Every record below must be retyped exactly, with the pictures left out.
=== Begin Enclosure ===
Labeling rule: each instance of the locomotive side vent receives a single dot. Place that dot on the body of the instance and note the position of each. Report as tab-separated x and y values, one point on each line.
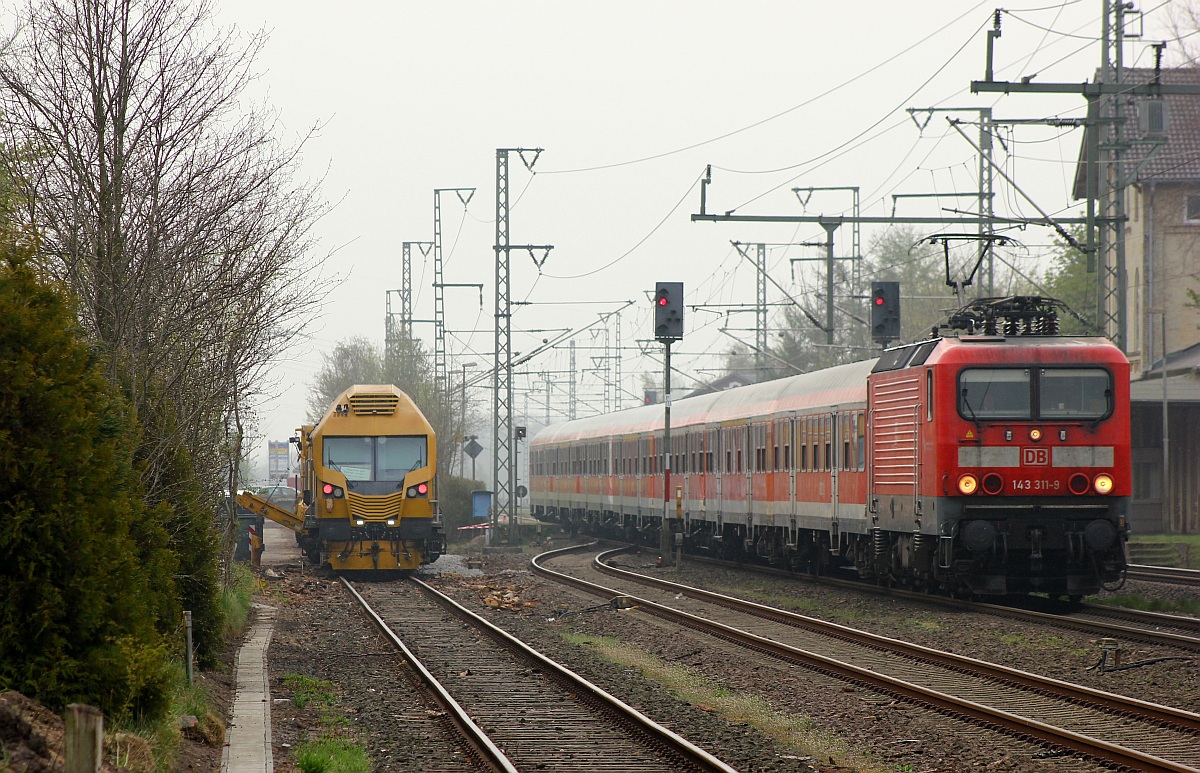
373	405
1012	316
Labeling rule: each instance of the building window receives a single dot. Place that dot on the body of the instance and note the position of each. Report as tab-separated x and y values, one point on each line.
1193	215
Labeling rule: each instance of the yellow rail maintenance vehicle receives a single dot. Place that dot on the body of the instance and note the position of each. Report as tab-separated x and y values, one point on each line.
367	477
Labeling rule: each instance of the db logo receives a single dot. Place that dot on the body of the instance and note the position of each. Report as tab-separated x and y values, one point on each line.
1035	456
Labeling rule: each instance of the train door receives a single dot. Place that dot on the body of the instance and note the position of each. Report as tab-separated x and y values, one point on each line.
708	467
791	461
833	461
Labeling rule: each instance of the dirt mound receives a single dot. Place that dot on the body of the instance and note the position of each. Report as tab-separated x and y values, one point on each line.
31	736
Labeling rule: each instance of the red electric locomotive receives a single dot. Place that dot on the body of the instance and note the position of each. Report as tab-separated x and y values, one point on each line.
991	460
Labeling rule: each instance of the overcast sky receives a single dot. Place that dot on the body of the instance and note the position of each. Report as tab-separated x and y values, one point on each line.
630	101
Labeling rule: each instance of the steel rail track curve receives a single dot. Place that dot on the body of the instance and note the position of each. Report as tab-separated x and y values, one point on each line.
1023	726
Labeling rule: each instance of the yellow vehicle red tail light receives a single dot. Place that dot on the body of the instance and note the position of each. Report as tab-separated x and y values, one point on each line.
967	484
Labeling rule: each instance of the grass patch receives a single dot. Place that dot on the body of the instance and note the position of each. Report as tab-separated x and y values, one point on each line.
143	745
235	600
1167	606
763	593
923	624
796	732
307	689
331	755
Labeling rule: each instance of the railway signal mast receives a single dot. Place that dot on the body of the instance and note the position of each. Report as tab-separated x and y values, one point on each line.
=== End Enclosure ===
Expected answer:
Labeling rule: each instance of the locomotive side vent receives a single dot. Place that dot on the body of the instance and note the position of each. Report as tab-separated x and y values, one point on each line.
373	405
1012	316
Labeling rule: each instance of the building window receives a single dot. Place that dot on the body of the instance and note the position of each. Report as tab-separated x and y values, one point on each line.
1193	215
Labeling rule: each instance of the yellow rail maintenance vehicle receives a single dot. Place that dot on the body of the instance and note the position of each. Report as tab-separated x and y values, one point on each line.
367	477
Labeling rule: each instance of the db logo receives a single dot. Place that dot on the body of the instance and note the position of each. Report as tab-separated x and y values, one point on each line.
1035	456
Labeling rule: each instance of the train door receives a single dot. Place that dot on the body of the instance and note the position of each. Report as tab-separated x and y values, one point on each line.
708	467
791	461
833	461
Labeling rule: each instance of the dirt mound receives a single dot. Place that dot on the body of the instance and note the position of each. Report as tab-separated x and y values, one point on each line.
31	736
Labeling rule: each instance of the red electric locomotive receives a single dot. Place that dot on the body of the instance and note the position of each. Report as tab-separated x and y values, one point on each line.
991	460
Labeling rule: each instance of the overcast sky receives a single dot. Place that dot on the body of the instance and note the position of each. Report as tab-separated x and y values, one point on each line.
630	101
Labeling rule: each instance of the steel rail track curve receives a single dot. Place that dot on the body of the instance and note the position of each. Report as tab-separated x and y values, one point on each line.
1023	726
Labeling rule: each instance of the yellow vehicle red tail light receives a single dot. Place that dot on the body of the instance and note the position of each. Report as tab-separated x and y values, one point on each line.
967	484
Labeling rule: each instance of the grass patch receives a single dot. Place that dot on the body of the instance and note the position of each. Report as tab-separated x and y values, one point on each line.
143	745
235	600
1167	606
763	593
923	624
796	732
307	689
331	755
Labeling rule: each instance of the railway signal mast receives a single dot. Place that dot on the body of the instance and note the position of each. Report as tab-separated x and y values, one point on each line.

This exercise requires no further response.